■ **WHAT TO WORK ON**: Write out the whole listing again, exactly.
= = =
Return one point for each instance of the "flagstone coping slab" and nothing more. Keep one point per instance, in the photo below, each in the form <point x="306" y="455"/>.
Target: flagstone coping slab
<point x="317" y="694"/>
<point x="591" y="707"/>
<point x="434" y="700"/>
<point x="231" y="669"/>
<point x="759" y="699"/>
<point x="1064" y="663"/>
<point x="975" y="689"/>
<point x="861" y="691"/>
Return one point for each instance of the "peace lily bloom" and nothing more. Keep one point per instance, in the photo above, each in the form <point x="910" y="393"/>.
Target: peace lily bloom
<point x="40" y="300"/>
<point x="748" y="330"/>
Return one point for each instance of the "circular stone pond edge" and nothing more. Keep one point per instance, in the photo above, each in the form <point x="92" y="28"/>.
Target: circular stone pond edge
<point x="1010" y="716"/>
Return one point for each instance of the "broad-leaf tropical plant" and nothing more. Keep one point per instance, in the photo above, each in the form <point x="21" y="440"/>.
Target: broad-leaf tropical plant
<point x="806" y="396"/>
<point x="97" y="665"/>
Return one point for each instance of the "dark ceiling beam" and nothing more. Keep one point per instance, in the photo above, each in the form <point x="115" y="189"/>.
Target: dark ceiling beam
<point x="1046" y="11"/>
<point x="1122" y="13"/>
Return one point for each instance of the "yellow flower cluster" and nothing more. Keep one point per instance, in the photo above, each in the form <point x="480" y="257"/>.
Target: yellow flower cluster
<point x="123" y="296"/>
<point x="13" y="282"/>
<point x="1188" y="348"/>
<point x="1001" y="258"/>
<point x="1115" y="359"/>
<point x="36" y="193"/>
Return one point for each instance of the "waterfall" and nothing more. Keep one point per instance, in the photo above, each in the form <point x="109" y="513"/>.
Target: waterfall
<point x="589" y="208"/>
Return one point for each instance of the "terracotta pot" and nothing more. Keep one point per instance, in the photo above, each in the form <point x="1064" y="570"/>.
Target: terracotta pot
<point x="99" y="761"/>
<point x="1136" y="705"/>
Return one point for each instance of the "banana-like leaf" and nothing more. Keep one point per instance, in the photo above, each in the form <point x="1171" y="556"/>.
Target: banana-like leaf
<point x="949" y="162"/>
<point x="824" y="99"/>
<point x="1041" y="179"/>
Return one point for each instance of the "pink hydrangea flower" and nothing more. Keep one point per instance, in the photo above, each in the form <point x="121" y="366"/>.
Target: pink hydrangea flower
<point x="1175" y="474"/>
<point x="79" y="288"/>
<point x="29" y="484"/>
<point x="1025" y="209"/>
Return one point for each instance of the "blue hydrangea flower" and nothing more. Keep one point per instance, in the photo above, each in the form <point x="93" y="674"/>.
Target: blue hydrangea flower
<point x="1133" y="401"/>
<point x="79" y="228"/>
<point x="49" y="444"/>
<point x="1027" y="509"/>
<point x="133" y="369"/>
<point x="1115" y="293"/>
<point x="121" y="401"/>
= = =
■ **SOLUTION BELOW**:
Return one point for each instance of the "flagstone coping slab" and nothing more. Keep one point per instance, in the photo below, each in the form <point x="306" y="455"/>.
Target: flagstone coping slab
<point x="317" y="694"/>
<point x="591" y="707"/>
<point x="434" y="700"/>
<point x="231" y="669"/>
<point x="759" y="699"/>
<point x="1064" y="663"/>
<point x="975" y="689"/>
<point x="861" y="691"/>
Return one point for each instance of the "peace lily bloom" and nothing more. Keep one point per instance, in the photo above, each in the form <point x="910" y="393"/>.
Target: peace lily bloom
<point x="40" y="300"/>
<point x="748" y="330"/>
Return one point for each instance of the "circular stone pond edge" and nothing more. Keep one point per instance, in the photo above, each in the form <point x="92" y="28"/>.
Target: circular stone pond edge
<point x="1010" y="716"/>
Return one point for each instance of the "broad-leaf tropical plant" and nothing more. Keep one point per instance, in the photo above, each in the form <point x="21" y="440"/>.
Target: broad-leaf tropical plant
<point x="806" y="396"/>
<point x="97" y="665"/>
Return one point for each instance of the "dark ceiling beam" and nothing more. Keep one point per instance, in the photo above, each in the form <point x="115" y="189"/>.
Target: dark ceiling beam
<point x="1046" y="11"/>
<point x="1122" y="13"/>
Return one point for each instance of the "yellow flower cluster" and nothing more. Keep one point per instance, in the photo above, each in the form <point x="480" y="257"/>.
Target: yellow flower cluster
<point x="123" y="296"/>
<point x="13" y="282"/>
<point x="1188" y="348"/>
<point x="1001" y="258"/>
<point x="1115" y="359"/>
<point x="36" y="193"/>
Return one point for each instance of the "waterfall" and nothing more. Keep one point per instance, in the photo above, each in the form <point x="109" y="513"/>.
Target: waterfall
<point x="589" y="208"/>
Return one point for each instance of the "terracotta pot" and nothing more. Keep one point per instance, in the photo above, each in the form <point x="1064" y="570"/>.
Target: terracotta pot
<point x="99" y="761"/>
<point x="1136" y="705"/>
Return one point for each instance of the "banana-like leaf" and nothing more. Keep one point per instance, in the photo above, each in the form <point x="1171" y="556"/>.
Target: banana-like leaf
<point x="949" y="162"/>
<point x="824" y="99"/>
<point x="1041" y="179"/>
Return one point for each instance of the "pink hydrangea flower" and nothing more. Keep one point per instance, in the photo above, each in the form <point x="121" y="366"/>.
Target: pink hydrangea flower
<point x="1175" y="474"/>
<point x="79" y="288"/>
<point x="29" y="484"/>
<point x="1025" y="209"/>
Return one point for each instance of the "blue hydrangea flower" and nothing more. Keep one point per instance, in the photo above, each in the form <point x="93" y="674"/>.
Target: blue hydrangea flower
<point x="1133" y="401"/>
<point x="79" y="228"/>
<point x="49" y="444"/>
<point x="1027" y="509"/>
<point x="133" y="369"/>
<point x="1115" y="293"/>
<point x="121" y="401"/>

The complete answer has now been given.